[Exercise instructions]
Show every line of the listing below that contains the word "flag", treating case as significant.

[Material]

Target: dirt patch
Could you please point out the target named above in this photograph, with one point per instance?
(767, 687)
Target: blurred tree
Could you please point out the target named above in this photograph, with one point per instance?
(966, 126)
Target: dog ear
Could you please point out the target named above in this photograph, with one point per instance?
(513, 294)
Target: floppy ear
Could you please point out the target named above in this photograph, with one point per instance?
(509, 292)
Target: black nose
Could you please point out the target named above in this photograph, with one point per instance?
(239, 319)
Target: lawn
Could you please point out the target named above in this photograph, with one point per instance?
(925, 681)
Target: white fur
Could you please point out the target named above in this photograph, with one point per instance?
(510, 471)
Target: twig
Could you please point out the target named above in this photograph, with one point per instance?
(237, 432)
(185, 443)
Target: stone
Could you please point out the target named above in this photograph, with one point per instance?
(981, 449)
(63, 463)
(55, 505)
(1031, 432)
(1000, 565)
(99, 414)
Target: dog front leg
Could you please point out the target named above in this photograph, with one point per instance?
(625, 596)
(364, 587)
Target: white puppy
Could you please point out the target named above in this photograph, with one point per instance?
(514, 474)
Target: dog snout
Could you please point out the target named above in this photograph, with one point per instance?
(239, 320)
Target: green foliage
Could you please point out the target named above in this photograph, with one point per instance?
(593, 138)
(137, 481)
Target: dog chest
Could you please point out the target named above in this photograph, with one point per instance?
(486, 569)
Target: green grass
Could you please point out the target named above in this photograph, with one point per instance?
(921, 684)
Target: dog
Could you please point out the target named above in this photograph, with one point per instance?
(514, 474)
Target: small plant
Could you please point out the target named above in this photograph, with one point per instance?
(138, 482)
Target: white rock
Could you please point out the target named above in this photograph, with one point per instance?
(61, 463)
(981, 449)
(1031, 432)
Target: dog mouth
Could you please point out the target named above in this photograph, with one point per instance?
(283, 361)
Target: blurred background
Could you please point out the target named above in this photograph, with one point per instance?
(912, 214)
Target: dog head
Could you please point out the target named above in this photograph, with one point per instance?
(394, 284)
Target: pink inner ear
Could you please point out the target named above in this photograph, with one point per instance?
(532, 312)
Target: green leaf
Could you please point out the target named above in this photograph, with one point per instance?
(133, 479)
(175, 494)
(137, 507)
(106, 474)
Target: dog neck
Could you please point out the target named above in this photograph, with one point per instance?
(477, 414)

--

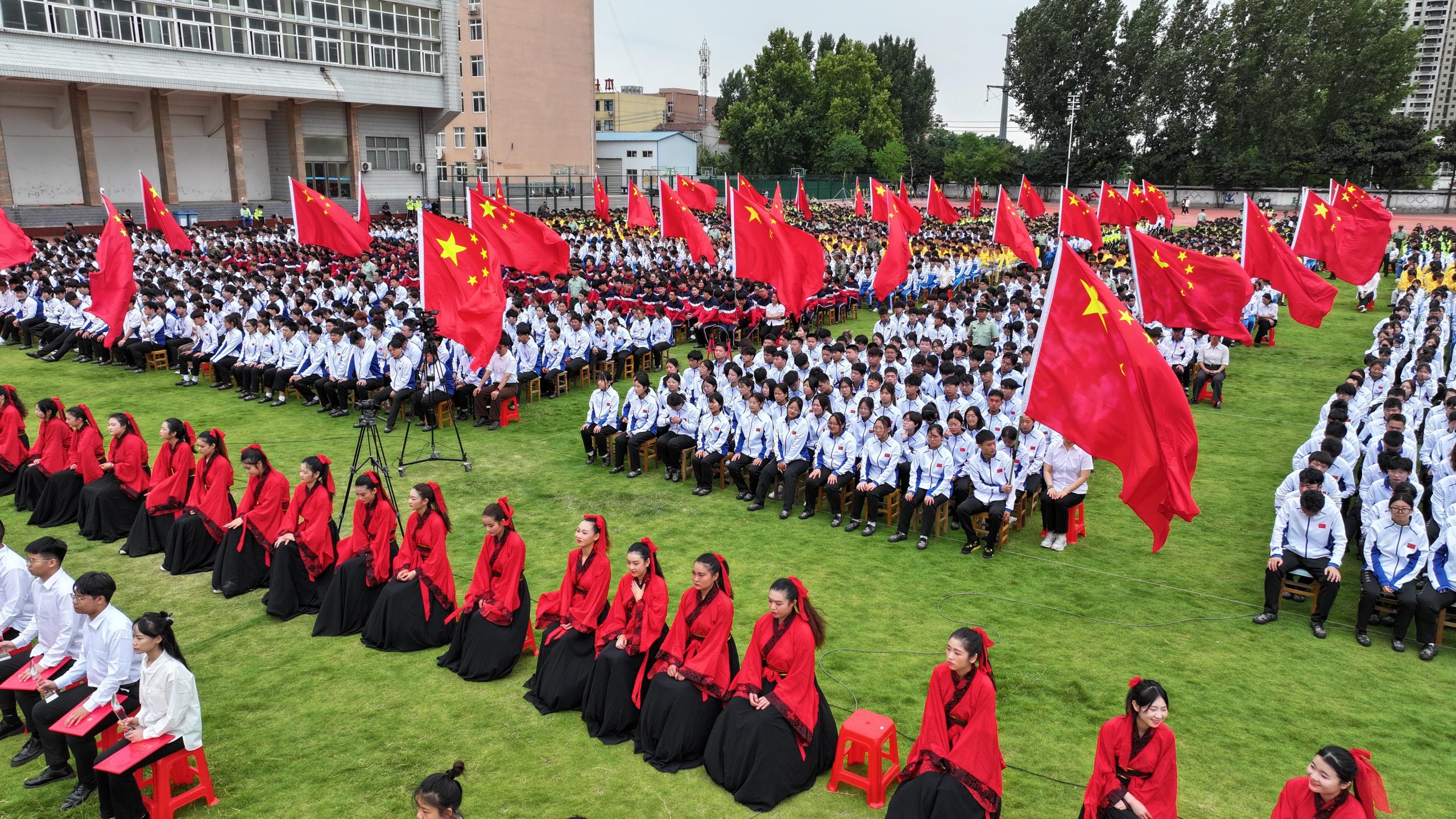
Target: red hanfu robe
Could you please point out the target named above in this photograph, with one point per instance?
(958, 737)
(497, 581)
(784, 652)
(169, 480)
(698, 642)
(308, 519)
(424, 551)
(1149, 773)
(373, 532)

--

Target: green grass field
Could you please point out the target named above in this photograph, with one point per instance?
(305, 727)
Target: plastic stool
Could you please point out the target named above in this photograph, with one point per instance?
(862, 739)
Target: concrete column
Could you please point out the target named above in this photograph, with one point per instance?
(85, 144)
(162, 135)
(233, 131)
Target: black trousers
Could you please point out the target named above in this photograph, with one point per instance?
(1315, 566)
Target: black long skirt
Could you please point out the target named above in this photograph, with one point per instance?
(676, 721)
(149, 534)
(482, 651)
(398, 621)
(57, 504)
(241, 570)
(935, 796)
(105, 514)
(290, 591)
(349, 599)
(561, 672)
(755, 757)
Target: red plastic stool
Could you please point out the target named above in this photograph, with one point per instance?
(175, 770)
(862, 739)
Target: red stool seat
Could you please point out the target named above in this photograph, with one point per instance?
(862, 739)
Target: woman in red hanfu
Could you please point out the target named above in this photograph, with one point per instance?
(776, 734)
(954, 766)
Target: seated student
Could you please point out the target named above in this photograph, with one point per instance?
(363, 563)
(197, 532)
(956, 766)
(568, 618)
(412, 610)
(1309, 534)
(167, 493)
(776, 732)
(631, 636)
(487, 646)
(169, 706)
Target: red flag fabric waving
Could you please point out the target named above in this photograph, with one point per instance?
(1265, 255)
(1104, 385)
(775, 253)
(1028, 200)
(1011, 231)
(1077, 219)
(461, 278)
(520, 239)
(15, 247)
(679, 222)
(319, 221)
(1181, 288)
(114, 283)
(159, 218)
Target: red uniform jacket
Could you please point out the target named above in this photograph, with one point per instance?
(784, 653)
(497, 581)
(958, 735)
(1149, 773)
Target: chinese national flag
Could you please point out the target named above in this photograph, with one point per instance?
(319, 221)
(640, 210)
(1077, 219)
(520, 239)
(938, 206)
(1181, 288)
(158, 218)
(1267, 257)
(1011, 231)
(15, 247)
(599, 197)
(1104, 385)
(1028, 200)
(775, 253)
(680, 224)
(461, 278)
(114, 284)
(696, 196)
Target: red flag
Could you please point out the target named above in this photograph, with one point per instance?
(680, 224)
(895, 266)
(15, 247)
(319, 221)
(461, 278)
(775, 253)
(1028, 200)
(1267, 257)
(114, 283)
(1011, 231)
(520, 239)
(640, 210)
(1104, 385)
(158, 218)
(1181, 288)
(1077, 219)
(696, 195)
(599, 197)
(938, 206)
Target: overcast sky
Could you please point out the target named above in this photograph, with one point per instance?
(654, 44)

[Written answer]
Target: red flag fabric waving
Target: chinese national flag
Target: red flag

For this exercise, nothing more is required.